• What to produce:
Although the entries contain pictures, your copy should hold only their exact text.

Records to use section start

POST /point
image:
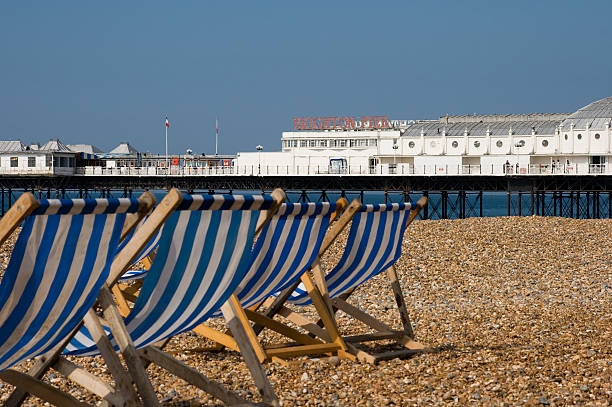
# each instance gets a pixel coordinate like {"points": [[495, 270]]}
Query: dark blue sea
{"points": [[493, 203]]}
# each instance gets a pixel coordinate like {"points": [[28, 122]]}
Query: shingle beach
{"points": [[516, 311]]}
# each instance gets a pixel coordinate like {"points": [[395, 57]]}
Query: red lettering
{"points": [[334, 121], [363, 120], [385, 122]]}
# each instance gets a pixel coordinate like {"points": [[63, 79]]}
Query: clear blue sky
{"points": [[105, 72]]}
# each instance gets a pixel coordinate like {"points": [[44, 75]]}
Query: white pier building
{"points": [[561, 143]]}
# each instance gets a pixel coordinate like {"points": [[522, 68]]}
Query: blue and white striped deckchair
{"points": [[202, 256], [374, 245], [59, 263], [132, 275], [285, 249]]}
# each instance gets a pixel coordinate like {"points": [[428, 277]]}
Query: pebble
{"points": [[517, 311]]}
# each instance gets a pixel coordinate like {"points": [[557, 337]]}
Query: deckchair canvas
{"points": [[58, 267], [373, 246], [285, 249], [202, 256]]}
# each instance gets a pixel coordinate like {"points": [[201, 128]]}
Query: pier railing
{"points": [[384, 169]]}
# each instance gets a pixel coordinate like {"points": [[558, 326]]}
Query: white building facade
{"points": [[564, 143]]}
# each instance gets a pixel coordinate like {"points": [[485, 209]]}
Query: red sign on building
{"points": [[341, 122]]}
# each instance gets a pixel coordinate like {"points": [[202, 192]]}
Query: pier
{"points": [[451, 196]]}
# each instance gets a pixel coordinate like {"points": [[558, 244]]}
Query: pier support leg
{"points": [[588, 205], [509, 202]]}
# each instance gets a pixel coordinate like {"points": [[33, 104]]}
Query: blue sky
{"points": [[105, 72]]}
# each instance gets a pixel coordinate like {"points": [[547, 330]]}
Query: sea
{"points": [[493, 203]]}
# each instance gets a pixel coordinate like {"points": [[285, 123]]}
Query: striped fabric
{"points": [[373, 245], [59, 263], [150, 247], [203, 255], [285, 249]]}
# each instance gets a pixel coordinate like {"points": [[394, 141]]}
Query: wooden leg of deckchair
{"points": [[276, 305], [319, 278], [122, 378], [400, 301], [123, 339], [39, 388], [122, 304], [323, 309], [248, 353], [248, 329]]}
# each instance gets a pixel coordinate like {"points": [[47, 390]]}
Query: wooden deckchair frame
{"points": [[153, 354], [329, 341], [403, 337], [123, 393]]}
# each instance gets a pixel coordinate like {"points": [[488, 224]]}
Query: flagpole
{"points": [[166, 125]]}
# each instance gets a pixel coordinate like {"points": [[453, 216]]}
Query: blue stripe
{"points": [[175, 278], [33, 283]]}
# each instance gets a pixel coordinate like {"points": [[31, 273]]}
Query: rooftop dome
{"points": [[596, 115]]}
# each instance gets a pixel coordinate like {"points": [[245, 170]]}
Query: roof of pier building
{"points": [[9, 146], [496, 125], [124, 148], [56, 145], [85, 148], [595, 115]]}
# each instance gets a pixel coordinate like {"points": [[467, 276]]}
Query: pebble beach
{"points": [[514, 311]]}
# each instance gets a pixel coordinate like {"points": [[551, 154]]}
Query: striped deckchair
{"points": [[285, 249], [58, 267], [203, 255], [374, 245]]}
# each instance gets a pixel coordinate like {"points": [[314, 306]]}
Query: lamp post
{"points": [[395, 147], [259, 148]]}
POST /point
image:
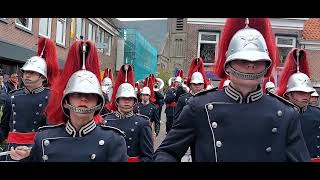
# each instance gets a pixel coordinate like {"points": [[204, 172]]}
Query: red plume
{"points": [[73, 63], [108, 73], [235, 24], [220, 85], [197, 66], [265, 80], [151, 83], [136, 85], [121, 79], [47, 50], [290, 67], [180, 73]]}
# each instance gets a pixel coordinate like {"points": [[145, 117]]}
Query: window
{"points": [[91, 32], [179, 24], [207, 46], [45, 27], [100, 39], [80, 27], [107, 40], [25, 23], [61, 31], [285, 44]]}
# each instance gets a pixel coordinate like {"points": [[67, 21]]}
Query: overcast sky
{"points": [[138, 19]]}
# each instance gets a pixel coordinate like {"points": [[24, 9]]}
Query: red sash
{"points": [[173, 104], [21, 138], [134, 159]]}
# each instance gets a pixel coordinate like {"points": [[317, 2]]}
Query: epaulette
{"points": [[283, 100], [314, 106], [15, 90], [50, 126], [104, 115], [144, 116], [205, 91], [113, 128]]}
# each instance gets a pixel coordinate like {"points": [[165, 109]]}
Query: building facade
{"points": [[19, 37], [199, 37]]}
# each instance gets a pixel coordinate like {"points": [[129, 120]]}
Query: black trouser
{"points": [[169, 123]]}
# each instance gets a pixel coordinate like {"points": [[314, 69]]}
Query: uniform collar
{"points": [[237, 96], [34, 91], [84, 130], [148, 102], [123, 116]]}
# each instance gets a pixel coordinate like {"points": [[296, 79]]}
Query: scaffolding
{"points": [[140, 53]]}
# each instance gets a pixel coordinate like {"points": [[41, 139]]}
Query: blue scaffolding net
{"points": [[140, 53]]}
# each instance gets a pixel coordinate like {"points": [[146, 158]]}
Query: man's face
{"points": [[195, 88], [145, 97], [301, 99], [32, 79], [314, 101], [1, 79], [83, 100], [247, 67], [125, 104], [14, 78]]}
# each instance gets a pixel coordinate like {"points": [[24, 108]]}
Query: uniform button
{"points": [[268, 149], [219, 143], [93, 156], [45, 157], [214, 125], [46, 142], [101, 142]]}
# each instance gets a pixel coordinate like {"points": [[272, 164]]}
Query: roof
{"points": [[311, 30]]}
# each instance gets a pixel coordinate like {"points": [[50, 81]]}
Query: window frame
{"points": [[64, 33], [48, 27], [29, 28], [294, 44], [208, 42]]}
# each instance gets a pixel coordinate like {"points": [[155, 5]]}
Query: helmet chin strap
{"points": [[82, 110], [245, 76]]}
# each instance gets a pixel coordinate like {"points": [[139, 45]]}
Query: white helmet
{"points": [[126, 90], [146, 90], [36, 64], [226, 83], [299, 82], [178, 79], [197, 78]]}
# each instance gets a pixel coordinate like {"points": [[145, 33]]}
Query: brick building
{"points": [[193, 37], [19, 36]]}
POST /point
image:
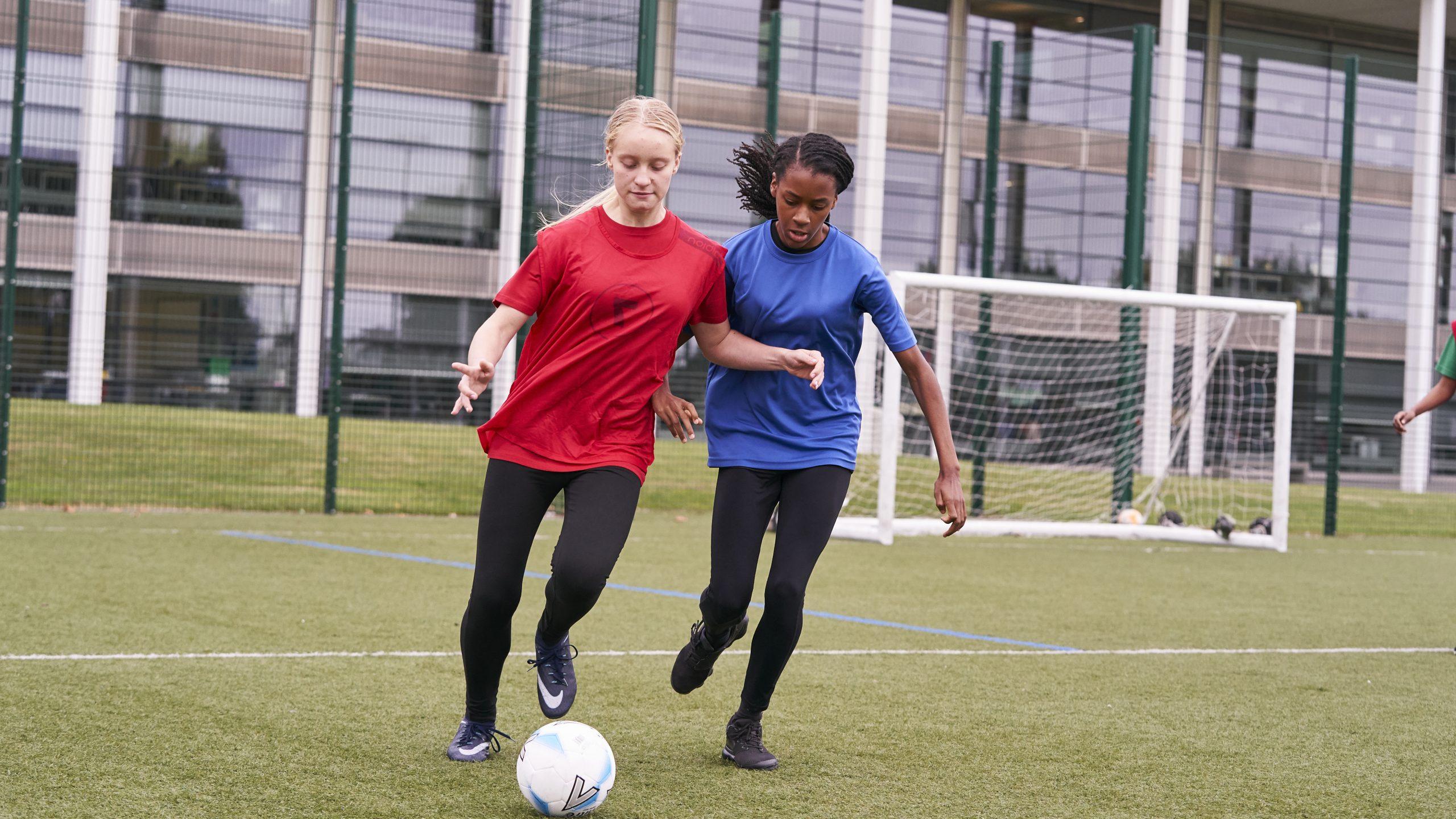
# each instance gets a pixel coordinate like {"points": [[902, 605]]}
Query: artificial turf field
{"points": [[954, 726]]}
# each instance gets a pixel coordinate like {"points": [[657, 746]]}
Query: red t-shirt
{"points": [[610, 302]]}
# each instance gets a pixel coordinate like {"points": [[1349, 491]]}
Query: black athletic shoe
{"points": [[555, 677], [744, 747], [475, 742], [695, 662]]}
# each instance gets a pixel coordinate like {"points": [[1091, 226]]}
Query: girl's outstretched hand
{"points": [[472, 384]]}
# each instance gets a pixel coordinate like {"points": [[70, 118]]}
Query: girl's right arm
{"points": [[1439, 394], [485, 351]]}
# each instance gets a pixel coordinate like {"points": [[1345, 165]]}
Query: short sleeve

Records to use section end

• Problem solution:
POST /point
image:
# each instance gets a pixel coordinate like {"points": [[495, 270]]}
Query: dark blue sea
{"points": [[493, 203]]}
# each instance gets a pixel coordinate like {"points": [[28, 122]]}
Query: shingle beach
{"points": [[516, 311]]}
# each instance gets a pixel coordinate like {"points": [[395, 57]]}
Query: red lettering
{"points": [[334, 121], [363, 120], [385, 122]]}
# each instance gets a pixel coordinate like {"points": [[63, 79]]}
Query: clear blue sky
{"points": [[105, 72]]}
# each instance gets a pixel coordinate like {"points": [[44, 75]]}
Query: white pier building
{"points": [[561, 143]]}
# each instance gets a pixel coordinate like {"points": [[522, 68]]}
Query: blue and white striped deckchair
{"points": [[202, 256], [374, 245], [59, 263], [132, 275], [285, 249]]}
# each instance gets a pixel coordinate like {"points": [[428, 277]]}
Query: pebble
{"points": [[517, 311]]}
# each instance gets a pixel coordinate like {"points": [[557, 337]]}
Query: deckchair canvas
{"points": [[58, 267], [373, 246], [285, 249], [202, 256]]}
# each instance gets a pixel coordinate like {"points": [[201, 128]]}
Query: pier railing
{"points": [[384, 169]]}
# each instance gets a pixel coordinate like {"points": [[558, 326]]}
Query: white building facade
{"points": [[564, 143]]}
# each instance gets a pixel coordinate like {"points": [[485, 209]]}
Query: red sign on building
{"points": [[341, 122]]}
# each instance gets a pixel coordinate like {"points": [[202, 192]]}
Query: pier
{"points": [[451, 196]]}
# each instance gets a pixel coordinate like {"points": [[558, 244]]}
Query: pier support leg
{"points": [[588, 205], [509, 202]]}
# each instance gets a pixel coordinate like {"points": [[33, 104]]}
Query: blue sky
{"points": [[105, 72]]}
# each instance gets a pixel coordinate like {"points": [[547, 330]]}
Query: sea
{"points": [[493, 203]]}
# each instance gets a pixel coordinate like {"points": [[285, 123]]}
Query: striped fabric
{"points": [[373, 245], [59, 263], [150, 247], [203, 255], [285, 249]]}
# each instance gets a pixel coordinate like {"points": [[394, 141]]}
Query: wooden leg of deckchair
{"points": [[276, 305], [319, 278], [122, 378], [400, 301], [123, 339], [39, 388], [122, 304], [323, 309], [248, 353], [248, 329]]}
# each instance gets a pixel coordinate like {"points": [[47, 390]]}
Query: wooden deckchair frame
{"points": [[153, 354], [329, 341], [403, 337], [123, 393]]}
# each instance gets a pixel coordinate like {"points": [[488, 224]]}
Query: flagpole
{"points": [[166, 125]]}
# each instance gets a pixel coordinate like {"points": [[453, 216]]}
Query: blue stripe
{"points": [[175, 278], [33, 283]]}
# each instance gets a pixel coordinate like {"points": [[31, 273]]}
Query: rooftop dome
{"points": [[596, 115]]}
# each instance gets a pixel coordinate like {"points": [[245, 170]]}
Query: roof of pier building
{"points": [[9, 146], [496, 125], [124, 148], [56, 145], [85, 148], [595, 115]]}
# each instance gets a pixel coordinate like {"points": [[467, 276]]}
Query: pebble beach
{"points": [[514, 311]]}
# each instance gets a pixel coordinate like {"points": [[551, 154]]}
Query: striped deckchair
{"points": [[285, 249], [58, 267], [203, 255], [374, 245]]}
# each instance gets a pixel coordinate like {"points": [[314, 306]]}
Query: lamp post
{"points": [[395, 147], [259, 148]]}
POST /point
image:
# each instance gets a pixel coordinate like {"points": [[204, 172]]}
Query: red plume
{"points": [[73, 63], [108, 73], [235, 24], [220, 85], [197, 66], [265, 80], [151, 83], [136, 85], [121, 79], [47, 50], [290, 67], [180, 73]]}
# each instance gets a pixel coordinate like {"points": [[145, 117]]}
Query: window
{"points": [[91, 32], [179, 24], [207, 46], [45, 27], [100, 39], [80, 27], [107, 40], [25, 23], [61, 31], [285, 44]]}
# each instance gets a pixel coordinate like {"points": [[67, 21]]}
Query: overcast sky
{"points": [[138, 19]]}
# each instance gets a pixel coordinate like {"points": [[24, 9]]}
Query: red sash
{"points": [[173, 104], [21, 138], [134, 159]]}
# each instance gets a pixel coordinate like {"points": [[317, 2]]}
Query: epaulette
{"points": [[283, 100], [314, 106], [15, 90], [50, 126], [104, 115], [144, 116], [205, 91], [113, 128]]}
# each instance gets a pixel coordinate like {"points": [[165, 109]]}
Query: building facade
{"points": [[19, 37], [199, 37]]}
# each instance gets a pixel coordinate like {"points": [[129, 120]]}
Query: black trouser
{"points": [[169, 123]]}
# each instance gets a pixel coordinate like {"points": [[314, 69]]}
Query: uniform collar
{"points": [[237, 96], [34, 91], [84, 130], [148, 102], [123, 116]]}
# each instance gets a pixel coordinate like {"points": [[296, 79]]}
Query: scaffolding
{"points": [[140, 53]]}
# each instance gets a pixel coordinate like {"points": [[41, 139]]}
Query: blue scaffolding net
{"points": [[140, 53]]}
# each instance gets a pixel coordinate like {"points": [[146, 158]]}
Query: man's face
{"points": [[195, 88], [145, 97], [301, 99], [32, 79], [314, 101], [1, 79], [83, 100], [247, 67], [125, 104], [14, 78]]}
# each instance gets a pixel coordinate like {"points": [[24, 108]]}
Query: uniform button
{"points": [[268, 149], [219, 143], [93, 156], [45, 157], [214, 125], [46, 142], [101, 142]]}
# each instance gets a pixel coordinate like {"points": [[272, 164]]}
Query: roof
{"points": [[311, 30]]}
# each instance gets a pixel coordinate like {"points": [[50, 81]]}
Query: window frame
{"points": [[64, 33], [48, 27], [29, 28], [294, 44], [208, 42]]}
# each instance gets a pixel coordinate like {"points": [[155, 5]]}
Query: helmet chin strap
{"points": [[82, 110], [245, 76]]}
# each instance gets a pixel coordinate like {"points": [[139, 45]]}
Query: white helmet
{"points": [[126, 90], [146, 90], [36, 64], [226, 83], [299, 82], [178, 79], [197, 78]]}
# each instance gets a pixel coordinate like {"points": [[145, 33]]}
Query: brick building
{"points": [[193, 37], [19, 36]]}
POST /point
image:
# each instance gets a pixel coordinate like {"points": [[902, 605]]}
Query: artificial turf field
{"points": [[954, 726]]}
# each instance gets a pixel coordinate like {"points": [[657, 746]]}
Query: red t-shirt
{"points": [[610, 302]]}
# each instance gets a pixel coordinate like {"points": [[1349, 491]]}
Query: black athletic shoe
{"points": [[555, 677], [744, 747], [475, 742], [695, 662]]}
# each instance gets a pixel coordinate like {"points": [[1091, 226]]}
Query: girl's outstretched hand
{"points": [[472, 384]]}
# each instance gets a pixel coordinate like {"points": [[70, 118]]}
Query: girl's right arm
{"points": [[1439, 394], [485, 351]]}
# each instance gets a pixel coordinate like {"points": [[1345, 165]]}
Query: short sleeve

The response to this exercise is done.